[Entries from a dataset]
######

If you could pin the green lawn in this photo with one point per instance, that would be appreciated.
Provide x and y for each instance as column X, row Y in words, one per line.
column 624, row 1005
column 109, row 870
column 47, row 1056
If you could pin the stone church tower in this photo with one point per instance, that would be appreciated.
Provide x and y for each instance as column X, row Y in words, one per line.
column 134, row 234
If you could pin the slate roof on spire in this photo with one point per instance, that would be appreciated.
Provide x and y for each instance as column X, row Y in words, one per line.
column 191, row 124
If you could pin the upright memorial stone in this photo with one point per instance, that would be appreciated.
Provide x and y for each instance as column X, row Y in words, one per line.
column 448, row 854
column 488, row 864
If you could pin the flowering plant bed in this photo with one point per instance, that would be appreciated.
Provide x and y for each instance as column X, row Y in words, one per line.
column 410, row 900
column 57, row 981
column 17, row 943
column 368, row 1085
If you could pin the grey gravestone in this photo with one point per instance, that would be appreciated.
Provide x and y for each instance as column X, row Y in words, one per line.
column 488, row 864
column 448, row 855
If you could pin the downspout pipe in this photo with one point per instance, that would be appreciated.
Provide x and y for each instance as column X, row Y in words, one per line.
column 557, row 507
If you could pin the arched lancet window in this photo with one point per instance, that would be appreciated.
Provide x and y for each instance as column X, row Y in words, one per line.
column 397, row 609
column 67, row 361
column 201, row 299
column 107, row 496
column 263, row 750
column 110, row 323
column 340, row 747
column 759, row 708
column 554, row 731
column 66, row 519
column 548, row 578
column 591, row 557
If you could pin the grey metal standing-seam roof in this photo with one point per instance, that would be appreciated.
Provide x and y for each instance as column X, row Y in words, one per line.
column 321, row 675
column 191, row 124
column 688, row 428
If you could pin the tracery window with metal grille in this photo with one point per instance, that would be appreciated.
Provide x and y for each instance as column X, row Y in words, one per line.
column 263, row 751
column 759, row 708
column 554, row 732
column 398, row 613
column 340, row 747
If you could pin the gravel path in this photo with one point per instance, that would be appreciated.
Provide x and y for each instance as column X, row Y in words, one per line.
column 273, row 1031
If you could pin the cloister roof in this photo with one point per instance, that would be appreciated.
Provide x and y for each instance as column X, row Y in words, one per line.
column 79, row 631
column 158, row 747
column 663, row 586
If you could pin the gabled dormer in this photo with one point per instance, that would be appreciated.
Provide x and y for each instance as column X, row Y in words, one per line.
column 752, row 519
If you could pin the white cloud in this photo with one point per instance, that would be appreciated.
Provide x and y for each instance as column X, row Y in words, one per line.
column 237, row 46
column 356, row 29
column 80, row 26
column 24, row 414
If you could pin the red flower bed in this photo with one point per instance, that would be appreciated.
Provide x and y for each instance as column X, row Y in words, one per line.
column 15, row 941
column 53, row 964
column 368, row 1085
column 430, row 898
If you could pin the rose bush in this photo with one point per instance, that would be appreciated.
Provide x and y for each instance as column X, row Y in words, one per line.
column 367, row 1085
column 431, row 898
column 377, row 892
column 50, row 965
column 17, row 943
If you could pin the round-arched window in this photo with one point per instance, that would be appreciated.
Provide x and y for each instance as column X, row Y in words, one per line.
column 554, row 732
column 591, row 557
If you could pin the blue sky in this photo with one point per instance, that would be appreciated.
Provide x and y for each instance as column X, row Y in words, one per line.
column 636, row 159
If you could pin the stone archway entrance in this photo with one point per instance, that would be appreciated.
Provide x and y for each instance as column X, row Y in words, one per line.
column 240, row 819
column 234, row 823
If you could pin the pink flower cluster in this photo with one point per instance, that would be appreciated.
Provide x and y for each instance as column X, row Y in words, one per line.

######

Rewrite the lines of all the records above as a numbered list, leaving out any blank lines.

## EXERCISE RESULT
1. If you could pin the green lawn in this photo with one point per instance, that would be appreciated.
2. Provide x and y for each instance as column X, row Y in words, one per line.
3. column 624, row 1005
4. column 109, row 870
5. column 47, row 1056
6. If you could pin the stone church tower in this photo with one point per instance, that would be appreciated.
7. Provide x and y for each instance as column X, row Y in words, one per line.
8. column 134, row 234
9. If you could pin the slate roof on spire in this photo with one point per instance, that would be appreciated.
10. Provide x and y for each instance as column X, row Y in words, one per line.
11. column 191, row 124
12. If you could pin the upright memorial stone in this photo with one point per instance, that would be appreciated.
13. Provide x and y for each instance as column X, row Y in words, one per line.
14. column 448, row 854
15. column 488, row 864
16. If you could pin the flowering plant bed in this photo with one point per instance, that would be appreciated.
17. Provide x and y for each instance as column X, row Y in words, one per line.
18. column 410, row 900
19. column 57, row 981
20. column 17, row 943
21. column 368, row 1085
22. If you could pin the grey gravestone in this photo with one point per instance, that would be appreciated.
23. Provide x and y for each instance as column X, row Y in words, one per line.
24. column 488, row 864
25. column 448, row 855
26. If you could pin the downspout pipe in this photo with one point per instance, that would be appreciated.
27. Provide x and y for each instance as column X, row Y in words, one per line.
28. column 557, row 507
29. If you could pin the arched lancet window in this photo with one point per instance, that would be appreciated.
30. Provide x and y for each instance as column X, row Y in words, one per line.
31. column 397, row 609
32. column 67, row 361
33. column 201, row 299
34. column 107, row 496
35. column 263, row 750
36. column 110, row 323
37. column 340, row 747
38. column 759, row 708
39. column 554, row 731
40. column 66, row 519
41. column 548, row 578
42. column 591, row 557
43. If you could pin the grey metal standing-seam roof in this photo with one point per instance, that would be appreciated.
44. Provide x and y for each instance as column X, row Y in words, one per line.
45. column 321, row 675
46. column 191, row 124
47. column 688, row 428
48. If you could pin the tracery window with metal grille in this photo with one point per instance, that would be appreciated.
49. Provide x and y for each instance as column X, row Y in words, one per line.
50. column 263, row 751
51. column 759, row 708
52. column 554, row 732
53. column 398, row 613
54. column 340, row 747
55. If you could pin the gravel path in this photo with one point per instance, that would be appreciated.
56. Provide x and y for each instance as column X, row Y in words, one per line.
57. column 273, row 1031
58. If you could pin the cloister roof in this photo with one point per instance, that would be appreciated.
59. Provide x and y for each instance as column X, row Y in words, one per line.
60. column 79, row 631
61. column 158, row 747
62. column 663, row 586
63. If you could pin the gabled dormer in this photo with one point per instance, that would be appreciated.
64. Provide x and y for each instance as column X, row Y in words, one per line.
65. column 752, row 519
66. If you could pin the white cloud in this photo with one point per instance, that would be appreciated.
67. Provide x and y for each instance as column X, row Y in words, one per line.
68. column 237, row 46
69. column 356, row 29
70. column 80, row 26
71. column 24, row 414
72. If you could pin the red flower bed in this photo with one point per instance, that would be appreciated.
73. Provide x and y for each instance as column X, row Y in words, one per line.
74. column 15, row 941
75. column 53, row 964
76. column 368, row 1085
77. column 430, row 898
78. If you could pin the rose bush in this photo with one point per instance, that would be appreciated.
79. Provide x and y for each instance as column X, row Y in words, one per line.
80. column 367, row 1085
81. column 431, row 898
82. column 377, row 892
83. column 50, row 965
84. column 17, row 943
85. If you could pin the round-arched window in this photo with one point per instance, that would be appreciated.
86. Provide x and y for each instance as column X, row Y in words, one per line.
87. column 554, row 732
88. column 591, row 557
89. If you could pin the blue sky in this photo with one point per instance, that would be appreciated.
90. Provide x and y for each instance as column X, row Y in words, one per line.
91. column 636, row 159
92. If you could pin the stone archway entrance in this photo with one point per instance, that would be appreciated.
93. Provide x and y for each instance as column X, row Y in words, one per line.
94. column 240, row 819
95. column 234, row 823
96. If you could pin the pink flower cluster in this photo with one point per instance, that would be appreciated.
97. Provide x and y for each instance as column X, row Y in words, one per line.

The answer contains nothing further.